These no-bake blueberry cheesecake bars are a cool, creamy, and easy summer dessert made with a buttery graham cracker crust, a smooth cheesecake filling, sweet blueberry pie topping, and a fluffy whipped layer. Because there is no oven required, this recipe is especially convenient for warm days when you want something refreshing without heating up the kitchen. The bars slice beautifully after chilling and are a great make-ahead dessert for family barbecues, potlucks, holidays, or casual weekend gatherings.

Ingredients
- Graham Crackers: Graham cracker crumbs make the crunchy base for these no-bake cheesecake bars. If you do not have graham crackers, vanilla wafers can be used as a substitute.
- Sugar: This recipe uses brown sugar, granulated sugar, and powdered sugar. Each one plays a different role in flavor and texture, so the bars will not turn out quite the same if one is left out.
- Butter: Melted butter helps bind the graham cracker crumbs into a firm crust. Salted butter works well in this recipe.
- Cream Cheese: For the best flavor and texture, use full-fat brick-style cream cheese. Reduced-fat cream cheese will work, but the filling will not be as rich and creamy.
- Cool Whip: Use regular Cool Whip rather than light or fat-free. The regular version helps the cheesecake layer and topping hold their shape better.
- Vanilla Extract: Real vanilla extract gives the filling a deeper, more natural flavor than imitation vanilla.
- Blueberry Pie Filling: Canned blueberry pie filling keeps this dessert simple and quick, but homemade blueberry pie filling may also be used if you prefer.
How To Make No-Bake Blueberry Cheesecake Bars
- Line a 9 x 13-inch baking dish with aluminum foil, leaving about 2 inches hanging over the sides. Lightly coat the foil with non-stick cooking spray so the bars are easier to remove after chilling.
- In a medium bowl, stir together the graham cracker crumbs, brown sugar, and melted butter with a fork until the crumbs are evenly coated. Pour the mixture into the prepared baking dish and press it firmly into an even layer. Refrigerate the crust for 10 minutes so it can begin to set.
- Place the softened cream cheese in a mixing bowl and beat with an electric mixer until smooth. Add the granulated sugar, powdered sugar, and vanilla extract. Beat for about 2 minutes, or until the mixture is creamy and well combined.

_ _ _ _

TO DO
A. Reproduce the stretch of the blueberry cheesecake bar recipe from "These no-bake blueberry" through "as a substitute.", substituting "picnics" for "potlucks".
B. Write the next steps of the no-bake blueberry cheesecake bar recipe, picking up right after its final sentence.

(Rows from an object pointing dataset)

_ _ _ _

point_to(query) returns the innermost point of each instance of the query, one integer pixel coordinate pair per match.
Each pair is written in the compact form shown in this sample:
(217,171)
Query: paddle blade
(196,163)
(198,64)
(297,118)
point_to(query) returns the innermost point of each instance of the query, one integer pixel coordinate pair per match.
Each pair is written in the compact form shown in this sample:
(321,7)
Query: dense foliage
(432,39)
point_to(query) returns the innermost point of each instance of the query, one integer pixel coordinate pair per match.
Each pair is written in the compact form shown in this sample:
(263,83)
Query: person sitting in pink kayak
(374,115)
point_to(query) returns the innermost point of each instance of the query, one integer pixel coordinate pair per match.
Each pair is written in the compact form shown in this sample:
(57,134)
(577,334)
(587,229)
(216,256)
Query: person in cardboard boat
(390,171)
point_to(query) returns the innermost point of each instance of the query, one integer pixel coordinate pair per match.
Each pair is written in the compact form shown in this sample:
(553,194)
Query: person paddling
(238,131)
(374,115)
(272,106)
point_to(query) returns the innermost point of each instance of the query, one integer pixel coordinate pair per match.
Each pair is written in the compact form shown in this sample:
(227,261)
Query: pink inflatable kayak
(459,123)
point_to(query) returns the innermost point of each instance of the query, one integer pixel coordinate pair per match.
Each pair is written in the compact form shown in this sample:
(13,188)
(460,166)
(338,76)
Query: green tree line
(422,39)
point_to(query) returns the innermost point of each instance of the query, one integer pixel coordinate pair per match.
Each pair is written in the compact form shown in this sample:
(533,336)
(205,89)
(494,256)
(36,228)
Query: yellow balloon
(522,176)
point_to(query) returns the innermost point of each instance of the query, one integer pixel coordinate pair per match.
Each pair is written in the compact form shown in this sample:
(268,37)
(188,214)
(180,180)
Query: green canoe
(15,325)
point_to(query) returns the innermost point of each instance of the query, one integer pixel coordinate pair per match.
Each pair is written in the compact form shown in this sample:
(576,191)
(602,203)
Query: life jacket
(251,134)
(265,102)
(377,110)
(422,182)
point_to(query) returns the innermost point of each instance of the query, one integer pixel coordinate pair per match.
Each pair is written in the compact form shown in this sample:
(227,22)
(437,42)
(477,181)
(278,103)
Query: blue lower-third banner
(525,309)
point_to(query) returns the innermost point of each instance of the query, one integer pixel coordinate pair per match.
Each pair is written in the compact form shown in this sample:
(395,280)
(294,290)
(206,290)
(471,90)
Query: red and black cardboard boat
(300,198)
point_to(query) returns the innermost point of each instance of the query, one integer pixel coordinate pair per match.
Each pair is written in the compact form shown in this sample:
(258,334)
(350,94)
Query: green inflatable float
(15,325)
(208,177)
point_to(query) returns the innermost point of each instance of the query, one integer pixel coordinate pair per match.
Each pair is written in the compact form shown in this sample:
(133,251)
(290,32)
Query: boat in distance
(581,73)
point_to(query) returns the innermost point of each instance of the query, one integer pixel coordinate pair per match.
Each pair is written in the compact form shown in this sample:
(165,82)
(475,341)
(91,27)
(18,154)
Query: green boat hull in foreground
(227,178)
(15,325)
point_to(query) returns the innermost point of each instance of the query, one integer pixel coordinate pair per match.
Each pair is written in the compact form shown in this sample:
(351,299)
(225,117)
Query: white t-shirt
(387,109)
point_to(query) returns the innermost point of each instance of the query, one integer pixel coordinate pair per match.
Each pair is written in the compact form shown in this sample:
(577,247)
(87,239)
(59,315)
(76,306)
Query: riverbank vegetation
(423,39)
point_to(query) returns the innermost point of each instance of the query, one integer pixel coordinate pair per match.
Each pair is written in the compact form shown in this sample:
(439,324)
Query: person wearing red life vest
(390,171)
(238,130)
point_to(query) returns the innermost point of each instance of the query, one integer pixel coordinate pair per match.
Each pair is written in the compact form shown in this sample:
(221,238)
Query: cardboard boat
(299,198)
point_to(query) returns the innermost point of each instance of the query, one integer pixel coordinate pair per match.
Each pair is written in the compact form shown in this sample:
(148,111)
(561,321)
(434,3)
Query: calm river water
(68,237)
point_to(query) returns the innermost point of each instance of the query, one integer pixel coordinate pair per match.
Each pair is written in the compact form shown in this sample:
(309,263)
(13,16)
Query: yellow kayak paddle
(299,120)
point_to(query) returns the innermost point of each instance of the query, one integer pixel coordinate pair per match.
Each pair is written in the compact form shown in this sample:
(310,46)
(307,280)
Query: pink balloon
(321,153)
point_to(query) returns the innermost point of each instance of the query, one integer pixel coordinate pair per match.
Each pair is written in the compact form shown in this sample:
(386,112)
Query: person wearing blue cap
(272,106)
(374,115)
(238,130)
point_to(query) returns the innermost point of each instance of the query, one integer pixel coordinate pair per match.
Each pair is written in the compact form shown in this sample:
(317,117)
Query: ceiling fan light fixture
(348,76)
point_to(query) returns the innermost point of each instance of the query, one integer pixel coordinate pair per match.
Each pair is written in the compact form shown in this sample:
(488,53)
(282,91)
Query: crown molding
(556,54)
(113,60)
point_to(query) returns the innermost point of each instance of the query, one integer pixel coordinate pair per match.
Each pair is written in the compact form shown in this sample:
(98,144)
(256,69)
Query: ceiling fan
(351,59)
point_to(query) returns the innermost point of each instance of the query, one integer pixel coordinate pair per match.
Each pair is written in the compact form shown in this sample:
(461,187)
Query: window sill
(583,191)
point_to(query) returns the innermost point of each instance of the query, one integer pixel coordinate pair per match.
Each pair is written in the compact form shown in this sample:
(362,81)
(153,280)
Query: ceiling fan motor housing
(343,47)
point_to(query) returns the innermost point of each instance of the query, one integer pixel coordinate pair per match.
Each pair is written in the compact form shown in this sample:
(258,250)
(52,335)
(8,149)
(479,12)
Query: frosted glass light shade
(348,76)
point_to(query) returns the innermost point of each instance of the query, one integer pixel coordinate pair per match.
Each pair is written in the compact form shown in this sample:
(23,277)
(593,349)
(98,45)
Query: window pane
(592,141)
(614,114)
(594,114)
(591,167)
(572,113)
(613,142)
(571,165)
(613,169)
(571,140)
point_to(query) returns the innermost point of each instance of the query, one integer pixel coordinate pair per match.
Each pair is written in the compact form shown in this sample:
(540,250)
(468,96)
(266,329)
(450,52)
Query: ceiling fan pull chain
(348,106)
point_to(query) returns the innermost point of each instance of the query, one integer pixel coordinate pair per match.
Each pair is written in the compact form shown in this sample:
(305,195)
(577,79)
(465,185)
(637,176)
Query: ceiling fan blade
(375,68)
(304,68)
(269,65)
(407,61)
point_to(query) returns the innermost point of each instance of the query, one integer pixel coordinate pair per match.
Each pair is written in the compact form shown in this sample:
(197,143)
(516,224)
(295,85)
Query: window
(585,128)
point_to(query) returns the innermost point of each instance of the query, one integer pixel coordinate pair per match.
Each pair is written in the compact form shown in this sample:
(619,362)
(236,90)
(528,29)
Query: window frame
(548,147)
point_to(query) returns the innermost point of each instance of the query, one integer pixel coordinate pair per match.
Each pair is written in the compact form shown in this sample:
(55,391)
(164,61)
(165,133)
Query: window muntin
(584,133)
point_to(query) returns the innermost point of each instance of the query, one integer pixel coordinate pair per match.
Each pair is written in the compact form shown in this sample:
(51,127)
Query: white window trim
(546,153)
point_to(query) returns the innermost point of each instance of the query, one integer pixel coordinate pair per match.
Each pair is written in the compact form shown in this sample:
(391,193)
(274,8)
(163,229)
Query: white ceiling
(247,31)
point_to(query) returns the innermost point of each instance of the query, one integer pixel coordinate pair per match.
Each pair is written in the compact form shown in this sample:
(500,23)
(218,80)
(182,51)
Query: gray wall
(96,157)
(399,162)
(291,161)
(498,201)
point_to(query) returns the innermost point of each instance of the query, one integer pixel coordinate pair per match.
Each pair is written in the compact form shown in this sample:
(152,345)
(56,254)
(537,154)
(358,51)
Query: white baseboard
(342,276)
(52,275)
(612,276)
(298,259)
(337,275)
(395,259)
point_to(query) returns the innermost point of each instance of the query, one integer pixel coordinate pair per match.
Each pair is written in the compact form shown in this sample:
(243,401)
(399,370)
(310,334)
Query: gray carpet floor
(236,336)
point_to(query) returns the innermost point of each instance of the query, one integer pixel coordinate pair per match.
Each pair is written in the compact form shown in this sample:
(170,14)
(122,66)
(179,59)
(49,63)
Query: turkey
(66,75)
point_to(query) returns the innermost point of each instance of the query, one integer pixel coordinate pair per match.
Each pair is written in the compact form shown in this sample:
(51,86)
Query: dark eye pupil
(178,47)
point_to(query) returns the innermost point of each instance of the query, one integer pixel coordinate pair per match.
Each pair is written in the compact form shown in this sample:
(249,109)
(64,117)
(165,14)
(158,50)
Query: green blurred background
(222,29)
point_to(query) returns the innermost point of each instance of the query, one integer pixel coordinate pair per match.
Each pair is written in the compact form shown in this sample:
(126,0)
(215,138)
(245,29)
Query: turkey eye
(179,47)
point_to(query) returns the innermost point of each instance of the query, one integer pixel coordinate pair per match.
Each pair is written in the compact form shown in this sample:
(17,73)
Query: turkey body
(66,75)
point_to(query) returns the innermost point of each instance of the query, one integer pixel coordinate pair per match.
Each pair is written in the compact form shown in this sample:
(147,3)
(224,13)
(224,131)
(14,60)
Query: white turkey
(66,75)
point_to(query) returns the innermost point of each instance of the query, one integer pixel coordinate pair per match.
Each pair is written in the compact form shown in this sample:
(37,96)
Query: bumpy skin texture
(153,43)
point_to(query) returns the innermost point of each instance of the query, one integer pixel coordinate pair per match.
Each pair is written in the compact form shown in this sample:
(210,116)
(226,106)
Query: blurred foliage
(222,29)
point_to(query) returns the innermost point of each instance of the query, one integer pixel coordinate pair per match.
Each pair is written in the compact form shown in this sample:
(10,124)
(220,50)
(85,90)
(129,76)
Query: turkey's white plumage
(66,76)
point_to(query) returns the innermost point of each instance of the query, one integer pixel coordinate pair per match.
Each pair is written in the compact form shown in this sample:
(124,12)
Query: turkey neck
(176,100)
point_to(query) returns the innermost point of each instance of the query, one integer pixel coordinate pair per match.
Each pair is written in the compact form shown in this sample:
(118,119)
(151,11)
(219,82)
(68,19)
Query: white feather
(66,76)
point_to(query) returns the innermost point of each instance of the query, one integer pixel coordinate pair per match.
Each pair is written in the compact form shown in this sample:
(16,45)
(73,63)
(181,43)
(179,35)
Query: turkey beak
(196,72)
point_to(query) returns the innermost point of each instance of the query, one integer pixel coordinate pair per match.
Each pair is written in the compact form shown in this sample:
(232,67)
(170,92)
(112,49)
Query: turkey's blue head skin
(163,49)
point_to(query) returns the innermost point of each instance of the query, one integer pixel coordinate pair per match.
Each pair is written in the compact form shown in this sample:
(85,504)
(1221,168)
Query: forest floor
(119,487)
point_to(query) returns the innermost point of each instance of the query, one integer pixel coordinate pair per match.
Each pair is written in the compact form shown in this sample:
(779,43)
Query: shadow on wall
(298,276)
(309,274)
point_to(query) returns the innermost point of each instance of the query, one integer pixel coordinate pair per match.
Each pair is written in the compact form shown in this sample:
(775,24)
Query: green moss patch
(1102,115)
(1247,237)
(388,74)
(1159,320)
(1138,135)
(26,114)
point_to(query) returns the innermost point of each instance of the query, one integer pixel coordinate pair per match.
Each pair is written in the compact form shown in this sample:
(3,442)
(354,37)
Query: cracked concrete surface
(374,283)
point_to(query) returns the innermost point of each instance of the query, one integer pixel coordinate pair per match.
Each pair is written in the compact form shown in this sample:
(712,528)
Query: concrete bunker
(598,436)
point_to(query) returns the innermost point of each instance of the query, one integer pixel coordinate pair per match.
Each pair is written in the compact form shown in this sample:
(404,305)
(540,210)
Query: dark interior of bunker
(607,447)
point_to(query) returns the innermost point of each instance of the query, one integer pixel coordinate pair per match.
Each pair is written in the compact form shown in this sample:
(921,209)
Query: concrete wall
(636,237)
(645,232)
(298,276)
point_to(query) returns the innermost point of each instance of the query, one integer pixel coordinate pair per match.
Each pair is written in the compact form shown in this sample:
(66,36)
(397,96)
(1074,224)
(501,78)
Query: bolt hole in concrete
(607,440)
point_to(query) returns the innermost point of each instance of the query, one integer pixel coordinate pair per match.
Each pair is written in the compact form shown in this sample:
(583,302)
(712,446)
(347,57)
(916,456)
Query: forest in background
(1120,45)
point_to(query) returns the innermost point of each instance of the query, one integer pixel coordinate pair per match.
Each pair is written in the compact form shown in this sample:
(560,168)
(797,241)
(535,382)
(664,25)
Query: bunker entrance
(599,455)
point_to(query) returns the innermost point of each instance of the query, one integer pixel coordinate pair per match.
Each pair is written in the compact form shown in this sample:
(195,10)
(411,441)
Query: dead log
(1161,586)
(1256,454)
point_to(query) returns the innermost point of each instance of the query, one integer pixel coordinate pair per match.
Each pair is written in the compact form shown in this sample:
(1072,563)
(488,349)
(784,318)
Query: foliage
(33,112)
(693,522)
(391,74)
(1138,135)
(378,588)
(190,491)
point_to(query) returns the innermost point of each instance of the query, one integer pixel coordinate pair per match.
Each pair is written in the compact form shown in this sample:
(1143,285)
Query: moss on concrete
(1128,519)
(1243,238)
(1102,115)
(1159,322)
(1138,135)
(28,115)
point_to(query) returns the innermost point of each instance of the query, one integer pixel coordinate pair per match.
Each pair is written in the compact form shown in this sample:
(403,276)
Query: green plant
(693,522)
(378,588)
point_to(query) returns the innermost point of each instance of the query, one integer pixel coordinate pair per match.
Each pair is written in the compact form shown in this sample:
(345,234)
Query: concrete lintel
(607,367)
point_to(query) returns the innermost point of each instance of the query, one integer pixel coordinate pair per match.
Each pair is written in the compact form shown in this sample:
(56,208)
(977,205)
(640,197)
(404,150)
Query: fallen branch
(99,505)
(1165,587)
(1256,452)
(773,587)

_ _ _ _

WRITTEN RESPONSES
A.
These no-bake blueberry cheesecake bars are a cool, creamy, and easy summer dessert made with a buttery graham cracker crust, a smooth cheesecake filling, sweet blueberry pie topping, and a fluffy whipped layer. Because there is no oven required, this recipe is especially convenient for warm days when you want something refreshing without heating up the kitchen. The bars slice beautifully after chilling and are a great make-ahead dessert for family barbecues, picnics, holidays, or casual weekend gatherings.

Ingredients
- Graham Crackers: Graham cracker crumbs make the crunchy base for these no-bake cheesecake bars. If you do not have graham crackers, vanilla wafers can be used as a substitute.

B.
- Gently fold the Cool Whip into the cream cheese mixture. Spread the cheesecake filling over the chilled crust, working carefully so the crust stays intact.
- Spoon the blueberry pie filling over the cheesecake layer and spread it evenly from edge to edge.
- Add the remaining Cool Whip over the blueberry layer and smooth it into an even topping.
- Refrigerate the dessert for at least 6 hours before slicing and serving. For the cleanest slices and best texture, chilling overnight is even better.
Helpful Tips
- Use room temperature cream cheese to help prevent lumps in the cheesecake filling. Set it out about 20 to 30 minutes before mixing.
- Prepare the graham cracker crust first and chill it before adding the filling. A firm crust makes the layers easier to spread and helps the bars hold together.
- Do not rush the chilling time. These no-bake blueberry cheesecake bars need at least 6 hours in the refrigerator so the layers can become firm enough to slice.
- Avoid light or low-fat Cool Whip for this dessert. Regular Cool Whip gives the filling and topping better structure and helps prevent the bars from slumping after they are cut.
Can I Make My Own Whipped Topping?
Yes, you can replace the Cool Whip with homemade whipped topping. Add 3 cups of heavy whipping cream to a large bowl and beat it with an electric hand mixer until it begins to thicken. Once the cream is fluffy, add 1/3 cup powdered sugar and 1 teaspoon of vanilla extract. Continue mixing until the whipped cream is fully combined and stiff peaks form. This amount is enough to replace the 16 ounces of Cool Whip used in both the cheesecake layer and the topping.
Note: Homemade whipped topping has a fresh, rich flavor, but it is usually softer than Cool Whip. Because of that, the bars may not hold their shape quite as firmly once they are sliced and served.

How To Store No-Bake Blueberry Cheesecake Bars
Store these no-bake blueberry cheesecake bars in the refrigerator for 4 to 5 days. Keep them in an airtight container if possible. If you do not have a container large enough, cover the baking dish tightly with plastic wrap or aluminum foil to help keep the dessert fresh and prevent it from absorbing other refrigerator odors.
Can I Freeze It?
Freezing is not recommended for this no-bake dessert. Unlike a traditional baked cheesecake, the creamy filling and whipped topping do not freeze and thaw well. After freezing, the texture can become less smooth and may lose the light, creamy consistency that makes these bars so good.
More Easy No-Bake Desserts
- Chocolate Lasagna
- No-Bake Chocolate Oatmeal Bars
- No-Bake Oreo Cheesecake Bites
- No-Bake Cheesecake
- No-Bake Pumpkin Cheesecake

No-Bake Blueberry Cheesecake Bars
Ingredients
Graham Cracker Crust
- 2½ cups graham cracker crumbs (about one box graham crackers)
- 3 tbsp brown sugar
- 8 tbsp butter (melted)
Cheesecake Layer
- 24 oz. plain cream cheese (softened, three 8-ounce packages)
- 1⅓ cups granulated white sugar
- 2 tbsp powdered sugar
- 3 cups Cool Whip (one 8-ounce tub)
- 1 tsp vanilla extract
Topping
- 21 oz. blueberry pie filling
- 3 cups Cool Whip (one 8-ounce tub)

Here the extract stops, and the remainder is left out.